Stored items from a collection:

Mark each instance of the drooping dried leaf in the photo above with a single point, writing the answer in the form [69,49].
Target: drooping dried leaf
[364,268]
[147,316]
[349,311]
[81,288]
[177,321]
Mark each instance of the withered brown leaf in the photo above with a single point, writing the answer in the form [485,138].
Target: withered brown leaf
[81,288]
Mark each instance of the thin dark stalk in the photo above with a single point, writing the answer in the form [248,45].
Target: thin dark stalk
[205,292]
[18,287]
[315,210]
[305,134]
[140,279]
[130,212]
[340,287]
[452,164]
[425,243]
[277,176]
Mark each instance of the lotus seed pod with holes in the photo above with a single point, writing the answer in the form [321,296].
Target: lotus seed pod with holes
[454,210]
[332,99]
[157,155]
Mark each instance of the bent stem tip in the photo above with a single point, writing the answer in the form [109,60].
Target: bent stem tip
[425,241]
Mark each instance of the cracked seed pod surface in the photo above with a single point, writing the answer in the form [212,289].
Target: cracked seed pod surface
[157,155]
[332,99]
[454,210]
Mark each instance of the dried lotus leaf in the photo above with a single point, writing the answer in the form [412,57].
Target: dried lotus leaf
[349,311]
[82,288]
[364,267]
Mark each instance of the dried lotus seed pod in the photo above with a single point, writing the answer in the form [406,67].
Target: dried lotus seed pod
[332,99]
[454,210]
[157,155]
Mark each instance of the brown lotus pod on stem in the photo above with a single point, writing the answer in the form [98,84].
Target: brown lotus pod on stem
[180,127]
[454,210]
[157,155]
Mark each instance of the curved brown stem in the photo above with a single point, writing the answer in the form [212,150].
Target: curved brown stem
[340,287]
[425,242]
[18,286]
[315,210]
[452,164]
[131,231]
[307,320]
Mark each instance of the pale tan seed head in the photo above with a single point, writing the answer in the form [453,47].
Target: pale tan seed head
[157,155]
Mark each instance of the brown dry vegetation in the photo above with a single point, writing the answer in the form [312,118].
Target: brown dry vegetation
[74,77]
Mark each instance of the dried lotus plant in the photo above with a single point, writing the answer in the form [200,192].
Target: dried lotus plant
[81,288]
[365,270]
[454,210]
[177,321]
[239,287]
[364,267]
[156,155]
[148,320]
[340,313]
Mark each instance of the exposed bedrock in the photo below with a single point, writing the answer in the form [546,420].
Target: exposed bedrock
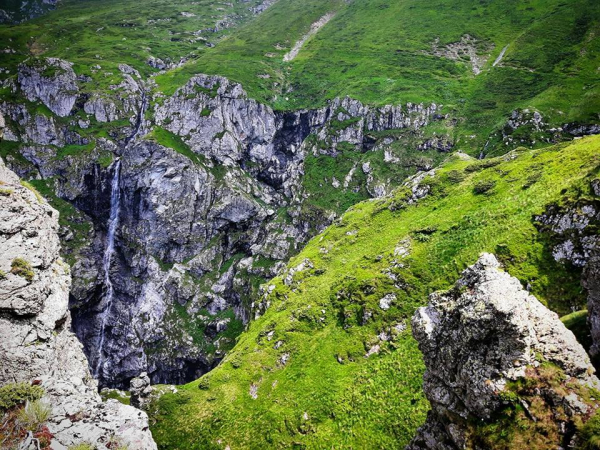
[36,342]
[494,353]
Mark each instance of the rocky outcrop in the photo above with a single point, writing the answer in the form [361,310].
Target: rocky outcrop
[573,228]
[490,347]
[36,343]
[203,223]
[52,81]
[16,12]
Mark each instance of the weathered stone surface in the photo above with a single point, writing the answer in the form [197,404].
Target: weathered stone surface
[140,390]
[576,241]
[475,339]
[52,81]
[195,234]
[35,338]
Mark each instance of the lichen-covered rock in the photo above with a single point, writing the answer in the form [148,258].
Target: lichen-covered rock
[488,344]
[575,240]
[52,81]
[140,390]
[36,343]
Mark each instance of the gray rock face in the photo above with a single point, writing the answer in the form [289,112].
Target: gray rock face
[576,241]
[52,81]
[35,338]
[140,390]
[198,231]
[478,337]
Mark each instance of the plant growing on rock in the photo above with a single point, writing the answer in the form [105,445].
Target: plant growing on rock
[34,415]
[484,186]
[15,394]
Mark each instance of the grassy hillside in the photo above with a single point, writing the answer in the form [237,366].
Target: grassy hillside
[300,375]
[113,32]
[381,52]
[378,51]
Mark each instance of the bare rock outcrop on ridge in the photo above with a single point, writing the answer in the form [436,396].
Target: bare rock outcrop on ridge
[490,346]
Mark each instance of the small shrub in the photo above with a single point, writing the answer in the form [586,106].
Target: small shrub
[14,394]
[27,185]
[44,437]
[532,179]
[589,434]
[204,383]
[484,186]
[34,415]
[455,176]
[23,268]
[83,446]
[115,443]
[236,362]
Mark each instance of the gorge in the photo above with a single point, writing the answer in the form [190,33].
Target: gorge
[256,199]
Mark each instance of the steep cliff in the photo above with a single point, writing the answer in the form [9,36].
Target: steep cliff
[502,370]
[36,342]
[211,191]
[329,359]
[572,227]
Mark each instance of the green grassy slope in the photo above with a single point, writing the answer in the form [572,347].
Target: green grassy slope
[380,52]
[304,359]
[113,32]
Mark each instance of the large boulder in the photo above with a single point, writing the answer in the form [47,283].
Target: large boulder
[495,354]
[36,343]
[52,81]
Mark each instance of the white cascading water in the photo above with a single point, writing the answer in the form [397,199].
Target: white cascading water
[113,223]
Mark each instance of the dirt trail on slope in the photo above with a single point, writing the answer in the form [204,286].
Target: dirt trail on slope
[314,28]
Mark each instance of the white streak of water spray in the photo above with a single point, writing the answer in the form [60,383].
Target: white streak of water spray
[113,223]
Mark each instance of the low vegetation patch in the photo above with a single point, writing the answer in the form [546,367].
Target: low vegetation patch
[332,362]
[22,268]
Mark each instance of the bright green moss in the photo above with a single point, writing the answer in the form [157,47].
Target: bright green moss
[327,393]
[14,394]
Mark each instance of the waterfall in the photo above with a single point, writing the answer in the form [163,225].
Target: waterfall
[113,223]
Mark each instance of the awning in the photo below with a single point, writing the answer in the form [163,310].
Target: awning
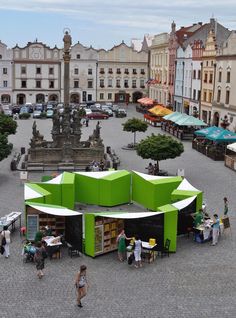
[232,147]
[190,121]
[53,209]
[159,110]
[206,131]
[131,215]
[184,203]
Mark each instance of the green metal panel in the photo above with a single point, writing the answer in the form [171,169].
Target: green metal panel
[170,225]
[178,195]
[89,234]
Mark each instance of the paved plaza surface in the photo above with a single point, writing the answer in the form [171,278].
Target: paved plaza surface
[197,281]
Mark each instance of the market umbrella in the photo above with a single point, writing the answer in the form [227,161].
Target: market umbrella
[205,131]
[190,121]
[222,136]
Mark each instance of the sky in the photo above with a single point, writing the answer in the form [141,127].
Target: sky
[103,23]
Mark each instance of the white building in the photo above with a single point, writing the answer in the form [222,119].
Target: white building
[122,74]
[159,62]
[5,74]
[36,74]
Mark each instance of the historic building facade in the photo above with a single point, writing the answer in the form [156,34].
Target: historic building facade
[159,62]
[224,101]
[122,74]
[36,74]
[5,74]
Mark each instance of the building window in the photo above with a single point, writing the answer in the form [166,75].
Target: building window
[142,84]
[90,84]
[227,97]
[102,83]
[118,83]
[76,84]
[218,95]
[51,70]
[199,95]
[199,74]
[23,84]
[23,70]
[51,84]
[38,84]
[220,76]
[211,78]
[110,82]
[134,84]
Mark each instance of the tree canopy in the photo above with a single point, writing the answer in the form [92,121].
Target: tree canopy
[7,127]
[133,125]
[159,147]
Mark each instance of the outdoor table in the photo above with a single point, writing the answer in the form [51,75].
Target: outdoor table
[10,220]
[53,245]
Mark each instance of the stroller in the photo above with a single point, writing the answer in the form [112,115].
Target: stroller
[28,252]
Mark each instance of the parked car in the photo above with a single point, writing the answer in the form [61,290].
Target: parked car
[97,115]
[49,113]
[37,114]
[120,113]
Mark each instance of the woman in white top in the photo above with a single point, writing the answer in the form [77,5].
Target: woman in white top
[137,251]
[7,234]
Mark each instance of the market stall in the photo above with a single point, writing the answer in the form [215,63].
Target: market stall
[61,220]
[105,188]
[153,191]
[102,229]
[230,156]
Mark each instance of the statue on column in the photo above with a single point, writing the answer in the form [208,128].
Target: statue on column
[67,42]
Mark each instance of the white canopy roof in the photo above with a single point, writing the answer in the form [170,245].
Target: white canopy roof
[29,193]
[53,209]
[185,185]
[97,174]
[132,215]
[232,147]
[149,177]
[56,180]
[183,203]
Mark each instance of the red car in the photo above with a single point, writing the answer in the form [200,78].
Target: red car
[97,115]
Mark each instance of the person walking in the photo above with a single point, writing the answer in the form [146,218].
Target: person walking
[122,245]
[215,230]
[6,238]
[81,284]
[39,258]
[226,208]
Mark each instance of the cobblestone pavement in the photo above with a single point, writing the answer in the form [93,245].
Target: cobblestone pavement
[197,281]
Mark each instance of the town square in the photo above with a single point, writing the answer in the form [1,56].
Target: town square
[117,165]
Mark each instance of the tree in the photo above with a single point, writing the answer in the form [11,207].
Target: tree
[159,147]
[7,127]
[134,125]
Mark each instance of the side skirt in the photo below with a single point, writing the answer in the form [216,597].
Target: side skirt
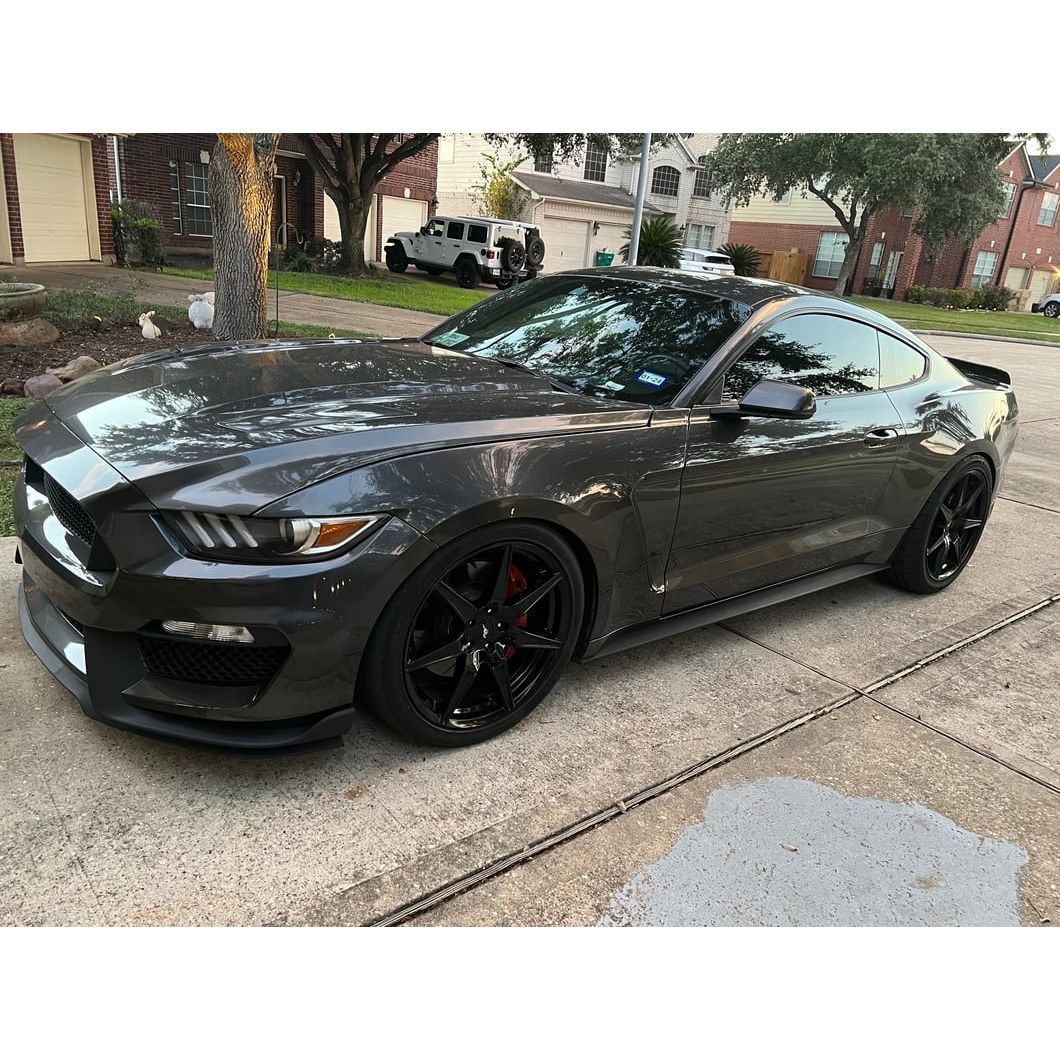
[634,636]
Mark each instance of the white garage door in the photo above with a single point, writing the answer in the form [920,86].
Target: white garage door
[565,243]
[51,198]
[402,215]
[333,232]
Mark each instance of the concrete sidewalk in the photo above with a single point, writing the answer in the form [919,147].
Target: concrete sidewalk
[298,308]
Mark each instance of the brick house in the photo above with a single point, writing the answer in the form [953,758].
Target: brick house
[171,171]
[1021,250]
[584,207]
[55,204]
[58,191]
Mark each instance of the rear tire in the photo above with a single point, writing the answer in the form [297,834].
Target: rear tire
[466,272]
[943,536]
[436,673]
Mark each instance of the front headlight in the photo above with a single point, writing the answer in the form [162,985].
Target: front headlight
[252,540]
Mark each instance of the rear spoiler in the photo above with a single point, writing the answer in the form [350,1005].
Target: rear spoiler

* _EXERCISE INSTRUCTIONS_: Exactly and exclusively, repeat the lines from the line that contains "Mark each instance of the rear tire" through the end of the records, both ends included.

* _SOLUTION FOR THIS TASK_:
Mark each instance of the rear tire in the photo above with a single point, writing the answer in the form [297,834].
Target: rear tire
[466,272]
[943,536]
[436,673]
Mark each instance of the front headlight in the photo above with a single point, writing the answer in the form [162,985].
Target: front headlight
[252,540]
Mark each instance of the rear spoiler in the photo above with a single point, writing the answer in the form [350,1005].
Target: rear spoiler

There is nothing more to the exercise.